It is clear from the tree removal plan that the proposals will have a devastating impact on individual
trees of good landscape and amenity value. The siting of the new clubhouse appears to require
the removal of 13 trees including large Beech, Oak and Horse Chestnut. This extremely
regrettable and I would only ask that the feasibility of other options has been thoroughly assessed
and sound reason is given for such loss, (note section 4 of the design and access statement).

Whilst the proposals show the loss of significant trees, the site itself is visually well contained by
the surrounding woodland and planting. Offsite views of the development should be reasonably
localised. Should the application be approved, I request that a long term woodland and landscape
management agreement is secured to ensure the long term benefit of this resource.

Existing tree protection

It is important that the existing trees to be retained are adequately protected from possible
development stress. Whilst on site, I noticed that some clearance work is being carried and the
brushwood burnt on site. A bonfire had been lit under the canopy of Beech tree no.106 (shown to
be retained), potentially damaging the tree. If works are already being undertaken, even if only
preparatory, I would ask that the tree protection measures, fence details, etc. are agreed with Will
Jones as soon as possible.

## DATA SHOWN
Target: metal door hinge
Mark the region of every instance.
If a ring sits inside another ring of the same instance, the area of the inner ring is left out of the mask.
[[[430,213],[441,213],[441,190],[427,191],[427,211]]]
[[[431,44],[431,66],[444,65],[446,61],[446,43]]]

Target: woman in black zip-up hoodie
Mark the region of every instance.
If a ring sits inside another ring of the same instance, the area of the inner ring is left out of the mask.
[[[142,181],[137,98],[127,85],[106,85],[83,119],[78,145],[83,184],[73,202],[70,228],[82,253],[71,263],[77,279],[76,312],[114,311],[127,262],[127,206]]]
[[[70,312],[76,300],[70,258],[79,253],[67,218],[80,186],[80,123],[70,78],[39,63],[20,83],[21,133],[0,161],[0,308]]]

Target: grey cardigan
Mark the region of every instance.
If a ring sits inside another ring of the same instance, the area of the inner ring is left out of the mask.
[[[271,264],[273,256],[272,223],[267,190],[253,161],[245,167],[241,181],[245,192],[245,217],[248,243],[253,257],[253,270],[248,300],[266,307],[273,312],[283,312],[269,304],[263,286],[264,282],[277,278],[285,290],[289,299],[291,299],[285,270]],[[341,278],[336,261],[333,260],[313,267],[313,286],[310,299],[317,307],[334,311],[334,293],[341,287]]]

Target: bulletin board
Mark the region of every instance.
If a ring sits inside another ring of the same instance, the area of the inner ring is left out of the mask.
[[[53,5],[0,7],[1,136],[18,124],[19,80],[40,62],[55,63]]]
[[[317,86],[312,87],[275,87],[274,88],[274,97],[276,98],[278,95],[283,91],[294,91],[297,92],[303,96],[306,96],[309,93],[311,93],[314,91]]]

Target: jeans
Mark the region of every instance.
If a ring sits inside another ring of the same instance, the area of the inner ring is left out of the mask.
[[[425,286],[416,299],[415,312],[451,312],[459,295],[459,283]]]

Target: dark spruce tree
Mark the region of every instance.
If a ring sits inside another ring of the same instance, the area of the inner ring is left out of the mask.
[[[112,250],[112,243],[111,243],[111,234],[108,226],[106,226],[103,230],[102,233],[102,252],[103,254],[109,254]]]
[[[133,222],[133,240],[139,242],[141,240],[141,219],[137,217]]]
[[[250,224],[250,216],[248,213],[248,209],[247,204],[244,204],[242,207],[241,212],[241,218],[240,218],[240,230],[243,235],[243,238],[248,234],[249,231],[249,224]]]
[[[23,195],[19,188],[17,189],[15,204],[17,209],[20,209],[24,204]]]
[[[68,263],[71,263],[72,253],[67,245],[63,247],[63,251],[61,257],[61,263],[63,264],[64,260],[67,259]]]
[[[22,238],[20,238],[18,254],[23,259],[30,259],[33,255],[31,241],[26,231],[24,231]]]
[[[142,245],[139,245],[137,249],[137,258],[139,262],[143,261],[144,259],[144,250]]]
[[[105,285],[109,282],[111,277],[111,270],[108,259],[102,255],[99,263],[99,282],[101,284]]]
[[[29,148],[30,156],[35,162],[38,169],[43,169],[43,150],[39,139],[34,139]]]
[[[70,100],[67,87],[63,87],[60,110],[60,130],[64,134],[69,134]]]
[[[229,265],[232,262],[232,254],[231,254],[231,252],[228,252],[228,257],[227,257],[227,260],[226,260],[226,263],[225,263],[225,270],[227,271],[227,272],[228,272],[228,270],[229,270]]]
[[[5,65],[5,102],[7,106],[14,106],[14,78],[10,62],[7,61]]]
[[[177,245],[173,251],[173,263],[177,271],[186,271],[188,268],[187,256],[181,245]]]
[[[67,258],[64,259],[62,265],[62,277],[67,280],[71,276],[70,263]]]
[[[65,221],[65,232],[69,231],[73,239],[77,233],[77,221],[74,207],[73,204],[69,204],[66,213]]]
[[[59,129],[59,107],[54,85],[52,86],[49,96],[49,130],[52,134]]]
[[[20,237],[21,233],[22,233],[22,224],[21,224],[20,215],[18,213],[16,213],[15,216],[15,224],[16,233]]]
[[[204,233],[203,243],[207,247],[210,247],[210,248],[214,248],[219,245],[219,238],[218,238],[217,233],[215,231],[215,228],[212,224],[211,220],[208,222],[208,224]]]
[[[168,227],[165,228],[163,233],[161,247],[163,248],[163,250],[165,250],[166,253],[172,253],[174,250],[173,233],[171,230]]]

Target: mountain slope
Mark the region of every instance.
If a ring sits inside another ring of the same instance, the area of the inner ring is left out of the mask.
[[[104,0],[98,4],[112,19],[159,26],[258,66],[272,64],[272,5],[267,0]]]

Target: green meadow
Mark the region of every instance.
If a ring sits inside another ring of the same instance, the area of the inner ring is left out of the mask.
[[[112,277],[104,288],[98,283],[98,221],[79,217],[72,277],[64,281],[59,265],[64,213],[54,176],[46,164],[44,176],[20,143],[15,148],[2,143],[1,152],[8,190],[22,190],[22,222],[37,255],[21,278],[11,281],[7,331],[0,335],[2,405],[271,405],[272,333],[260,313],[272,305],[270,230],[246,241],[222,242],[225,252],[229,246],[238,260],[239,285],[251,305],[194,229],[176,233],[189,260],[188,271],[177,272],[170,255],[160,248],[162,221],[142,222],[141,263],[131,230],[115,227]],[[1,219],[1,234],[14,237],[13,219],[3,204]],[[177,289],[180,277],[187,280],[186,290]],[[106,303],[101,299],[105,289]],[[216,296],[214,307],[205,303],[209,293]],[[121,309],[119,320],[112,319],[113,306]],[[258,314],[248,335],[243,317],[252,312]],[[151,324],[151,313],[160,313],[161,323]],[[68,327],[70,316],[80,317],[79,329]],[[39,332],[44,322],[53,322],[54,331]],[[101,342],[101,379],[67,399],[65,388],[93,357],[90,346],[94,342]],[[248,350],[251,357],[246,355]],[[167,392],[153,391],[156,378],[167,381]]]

## PARTS OF THE EXERCISE
1) According to the comments on the tree removal plan, how many trees does the siting of the new clubhouse appear to require removing?
2) In the records, take the part that opens with the line containing "Target: jeans" and closes with the line containing "[[[425,286],[416,299],[415,312],[451,312],[459,295],[459,283]]]". Write out only those lines again, requests included, with 46 added to every coordinate in the answers.

## SOLUTIONS TO EACH TASK
1) 13 trees, including large Beech, Oak and Horse Chestnut.

2)
Target: jeans
Mark the region of every instance.
If a ring sits inside another ring of the same instance, the area of the inner ring is left out of the mask.
[[[471,332],[462,345],[461,358],[497,358],[505,341],[505,329]]]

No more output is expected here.